** Instructions to follow **
List every line below that contains the string "bare", copying each one in full. Case counts when matching.

·····

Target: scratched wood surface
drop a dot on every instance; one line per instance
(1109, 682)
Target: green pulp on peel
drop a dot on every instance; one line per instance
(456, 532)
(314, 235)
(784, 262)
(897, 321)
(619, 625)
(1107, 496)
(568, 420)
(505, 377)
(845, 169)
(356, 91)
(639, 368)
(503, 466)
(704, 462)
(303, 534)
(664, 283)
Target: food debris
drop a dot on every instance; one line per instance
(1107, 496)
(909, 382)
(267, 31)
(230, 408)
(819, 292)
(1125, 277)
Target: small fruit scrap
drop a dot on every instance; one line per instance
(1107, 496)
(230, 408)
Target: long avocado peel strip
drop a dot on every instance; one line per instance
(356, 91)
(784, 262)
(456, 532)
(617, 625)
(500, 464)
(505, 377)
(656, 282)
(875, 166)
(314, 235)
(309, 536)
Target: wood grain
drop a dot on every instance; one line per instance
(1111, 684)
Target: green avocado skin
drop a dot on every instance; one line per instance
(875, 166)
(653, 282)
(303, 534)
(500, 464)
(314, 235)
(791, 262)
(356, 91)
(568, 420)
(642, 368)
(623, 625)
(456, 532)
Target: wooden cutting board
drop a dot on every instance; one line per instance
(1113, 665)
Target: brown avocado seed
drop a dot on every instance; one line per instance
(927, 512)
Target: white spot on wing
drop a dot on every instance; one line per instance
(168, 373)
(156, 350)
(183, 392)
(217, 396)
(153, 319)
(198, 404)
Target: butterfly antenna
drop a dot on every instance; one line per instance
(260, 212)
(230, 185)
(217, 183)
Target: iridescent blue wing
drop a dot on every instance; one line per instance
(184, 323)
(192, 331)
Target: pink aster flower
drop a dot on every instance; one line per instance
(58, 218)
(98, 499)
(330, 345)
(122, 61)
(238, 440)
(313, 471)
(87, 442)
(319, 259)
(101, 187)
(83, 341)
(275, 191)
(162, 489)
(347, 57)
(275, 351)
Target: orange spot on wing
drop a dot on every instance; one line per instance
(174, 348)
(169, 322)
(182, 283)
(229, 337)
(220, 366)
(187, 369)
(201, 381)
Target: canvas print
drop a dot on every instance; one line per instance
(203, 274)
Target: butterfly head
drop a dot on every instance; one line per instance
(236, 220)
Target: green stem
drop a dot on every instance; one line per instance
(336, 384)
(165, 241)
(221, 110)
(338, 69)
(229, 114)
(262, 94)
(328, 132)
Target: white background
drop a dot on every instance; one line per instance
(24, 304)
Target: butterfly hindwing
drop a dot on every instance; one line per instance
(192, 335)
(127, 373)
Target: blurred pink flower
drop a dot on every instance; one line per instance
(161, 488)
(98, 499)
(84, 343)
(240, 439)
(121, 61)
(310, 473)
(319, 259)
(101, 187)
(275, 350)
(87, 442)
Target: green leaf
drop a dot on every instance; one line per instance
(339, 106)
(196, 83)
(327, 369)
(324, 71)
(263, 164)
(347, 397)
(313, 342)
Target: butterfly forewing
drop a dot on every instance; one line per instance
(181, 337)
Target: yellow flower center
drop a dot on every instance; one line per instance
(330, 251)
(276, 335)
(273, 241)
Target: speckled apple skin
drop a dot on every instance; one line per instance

·····

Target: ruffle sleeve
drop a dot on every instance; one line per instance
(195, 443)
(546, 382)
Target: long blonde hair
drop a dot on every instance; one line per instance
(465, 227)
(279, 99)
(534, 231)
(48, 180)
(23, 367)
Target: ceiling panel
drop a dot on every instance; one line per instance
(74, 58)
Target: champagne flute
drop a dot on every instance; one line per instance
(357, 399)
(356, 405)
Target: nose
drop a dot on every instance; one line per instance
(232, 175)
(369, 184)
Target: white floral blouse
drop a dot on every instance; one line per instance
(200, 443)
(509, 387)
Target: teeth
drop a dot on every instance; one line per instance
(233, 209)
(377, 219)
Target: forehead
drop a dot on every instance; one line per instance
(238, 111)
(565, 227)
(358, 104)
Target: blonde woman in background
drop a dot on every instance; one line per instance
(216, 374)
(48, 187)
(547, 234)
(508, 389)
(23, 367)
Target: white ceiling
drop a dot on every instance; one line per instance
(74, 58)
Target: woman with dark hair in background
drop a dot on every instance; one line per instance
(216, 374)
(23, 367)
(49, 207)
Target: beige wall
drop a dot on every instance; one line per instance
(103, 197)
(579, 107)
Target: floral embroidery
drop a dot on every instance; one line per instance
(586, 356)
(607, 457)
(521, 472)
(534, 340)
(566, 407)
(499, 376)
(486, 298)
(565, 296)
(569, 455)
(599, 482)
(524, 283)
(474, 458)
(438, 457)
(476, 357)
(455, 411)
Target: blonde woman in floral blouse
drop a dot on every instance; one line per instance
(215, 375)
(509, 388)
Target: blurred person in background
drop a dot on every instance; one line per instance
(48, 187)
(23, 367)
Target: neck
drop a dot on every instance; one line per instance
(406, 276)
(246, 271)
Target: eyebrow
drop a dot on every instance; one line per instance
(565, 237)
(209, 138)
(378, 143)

·····

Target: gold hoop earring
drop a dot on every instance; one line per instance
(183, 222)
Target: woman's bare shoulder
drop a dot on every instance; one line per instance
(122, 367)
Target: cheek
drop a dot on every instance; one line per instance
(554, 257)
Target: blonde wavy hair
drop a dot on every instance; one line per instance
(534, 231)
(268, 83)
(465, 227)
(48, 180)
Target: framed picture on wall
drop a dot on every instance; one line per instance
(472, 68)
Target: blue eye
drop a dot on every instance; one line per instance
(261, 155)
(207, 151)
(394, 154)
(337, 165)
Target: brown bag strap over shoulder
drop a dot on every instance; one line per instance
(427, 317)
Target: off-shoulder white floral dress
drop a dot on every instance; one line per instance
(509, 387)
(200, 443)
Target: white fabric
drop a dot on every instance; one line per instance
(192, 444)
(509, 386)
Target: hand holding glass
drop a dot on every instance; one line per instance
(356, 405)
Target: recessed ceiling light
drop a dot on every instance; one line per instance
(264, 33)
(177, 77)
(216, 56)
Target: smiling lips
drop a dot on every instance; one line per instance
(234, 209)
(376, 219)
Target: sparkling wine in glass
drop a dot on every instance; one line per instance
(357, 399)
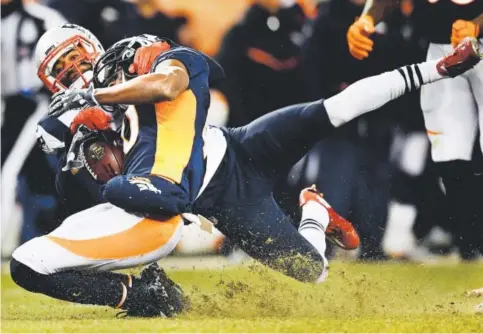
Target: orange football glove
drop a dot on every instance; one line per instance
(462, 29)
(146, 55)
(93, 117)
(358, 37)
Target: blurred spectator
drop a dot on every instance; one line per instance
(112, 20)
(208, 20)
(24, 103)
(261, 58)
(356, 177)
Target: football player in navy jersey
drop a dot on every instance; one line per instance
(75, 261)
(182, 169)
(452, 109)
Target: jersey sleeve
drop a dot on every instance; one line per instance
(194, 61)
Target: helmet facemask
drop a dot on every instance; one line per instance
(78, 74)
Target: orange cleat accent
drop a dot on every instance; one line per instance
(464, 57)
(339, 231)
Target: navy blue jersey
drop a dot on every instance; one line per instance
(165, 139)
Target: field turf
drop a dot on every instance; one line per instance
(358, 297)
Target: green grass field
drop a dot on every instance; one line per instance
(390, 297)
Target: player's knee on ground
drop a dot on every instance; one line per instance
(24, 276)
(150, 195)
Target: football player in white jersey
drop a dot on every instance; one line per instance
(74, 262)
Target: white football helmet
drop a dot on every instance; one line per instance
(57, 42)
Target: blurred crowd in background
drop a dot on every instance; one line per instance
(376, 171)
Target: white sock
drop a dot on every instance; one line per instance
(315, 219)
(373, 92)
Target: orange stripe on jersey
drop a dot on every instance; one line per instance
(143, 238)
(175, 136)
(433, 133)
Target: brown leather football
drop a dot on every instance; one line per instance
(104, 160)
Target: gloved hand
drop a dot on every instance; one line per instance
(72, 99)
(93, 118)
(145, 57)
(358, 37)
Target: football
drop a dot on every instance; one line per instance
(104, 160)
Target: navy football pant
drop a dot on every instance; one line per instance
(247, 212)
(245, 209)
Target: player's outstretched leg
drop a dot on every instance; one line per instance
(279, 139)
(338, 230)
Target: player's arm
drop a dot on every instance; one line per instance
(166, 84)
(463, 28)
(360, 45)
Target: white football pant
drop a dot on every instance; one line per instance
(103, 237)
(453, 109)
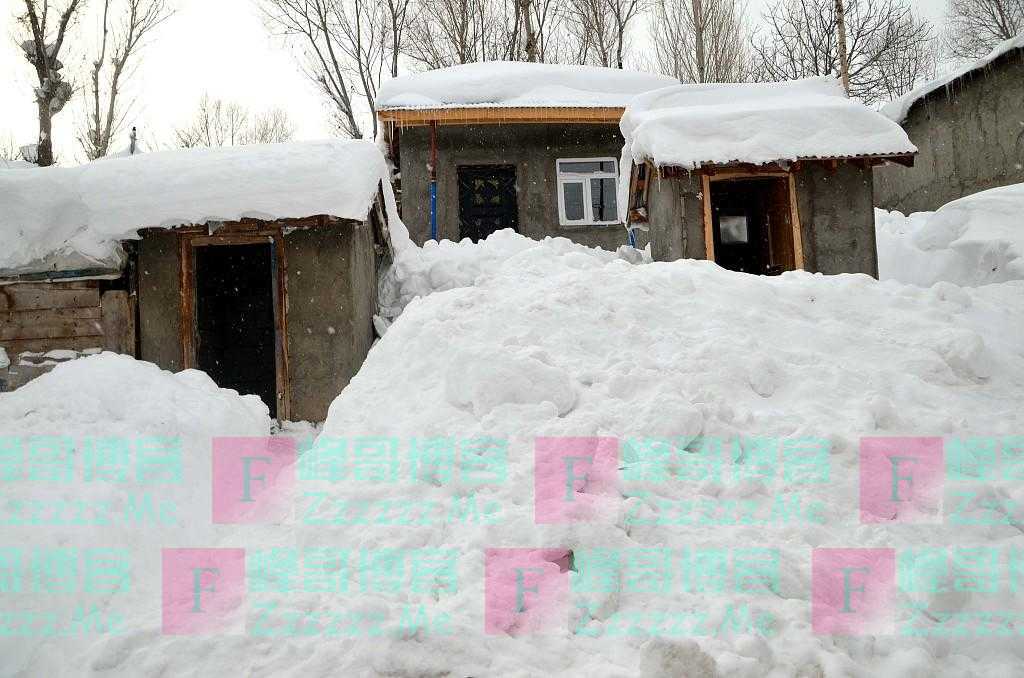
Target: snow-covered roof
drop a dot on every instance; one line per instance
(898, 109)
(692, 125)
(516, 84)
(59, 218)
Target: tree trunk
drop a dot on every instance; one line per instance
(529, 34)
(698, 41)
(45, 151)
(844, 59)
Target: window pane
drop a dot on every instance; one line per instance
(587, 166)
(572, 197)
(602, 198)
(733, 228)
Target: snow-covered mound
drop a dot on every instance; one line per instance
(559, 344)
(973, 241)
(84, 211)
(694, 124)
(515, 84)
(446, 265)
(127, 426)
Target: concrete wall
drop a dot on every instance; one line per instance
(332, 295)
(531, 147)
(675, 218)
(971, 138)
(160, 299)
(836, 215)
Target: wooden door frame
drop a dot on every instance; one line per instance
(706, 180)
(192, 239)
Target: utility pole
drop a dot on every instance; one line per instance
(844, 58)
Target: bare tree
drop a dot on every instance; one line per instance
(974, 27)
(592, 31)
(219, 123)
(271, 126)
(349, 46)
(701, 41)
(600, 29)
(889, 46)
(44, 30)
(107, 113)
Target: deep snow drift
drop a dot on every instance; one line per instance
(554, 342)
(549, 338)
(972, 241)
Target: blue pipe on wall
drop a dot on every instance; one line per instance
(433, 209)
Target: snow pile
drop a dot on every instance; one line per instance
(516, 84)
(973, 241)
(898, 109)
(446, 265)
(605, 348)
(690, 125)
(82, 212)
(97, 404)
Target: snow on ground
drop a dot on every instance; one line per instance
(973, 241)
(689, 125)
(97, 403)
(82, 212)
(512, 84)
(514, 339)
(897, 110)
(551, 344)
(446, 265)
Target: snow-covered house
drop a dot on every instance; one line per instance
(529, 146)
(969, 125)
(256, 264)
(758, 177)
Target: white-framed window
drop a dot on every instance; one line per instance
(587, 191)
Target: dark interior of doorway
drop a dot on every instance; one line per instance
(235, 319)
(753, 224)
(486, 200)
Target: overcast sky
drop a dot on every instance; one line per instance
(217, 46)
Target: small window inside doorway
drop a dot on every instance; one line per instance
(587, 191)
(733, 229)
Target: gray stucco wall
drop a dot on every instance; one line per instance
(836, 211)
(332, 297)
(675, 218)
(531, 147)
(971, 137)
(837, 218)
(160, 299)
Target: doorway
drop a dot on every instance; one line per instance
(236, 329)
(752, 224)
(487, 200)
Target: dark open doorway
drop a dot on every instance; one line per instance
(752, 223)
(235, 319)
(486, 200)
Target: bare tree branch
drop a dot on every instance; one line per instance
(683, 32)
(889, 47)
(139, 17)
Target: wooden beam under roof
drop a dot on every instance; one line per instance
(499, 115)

·····

** Correct response **
Target: woman's bare shoulder
Target: bare tree
Target: bare tree branch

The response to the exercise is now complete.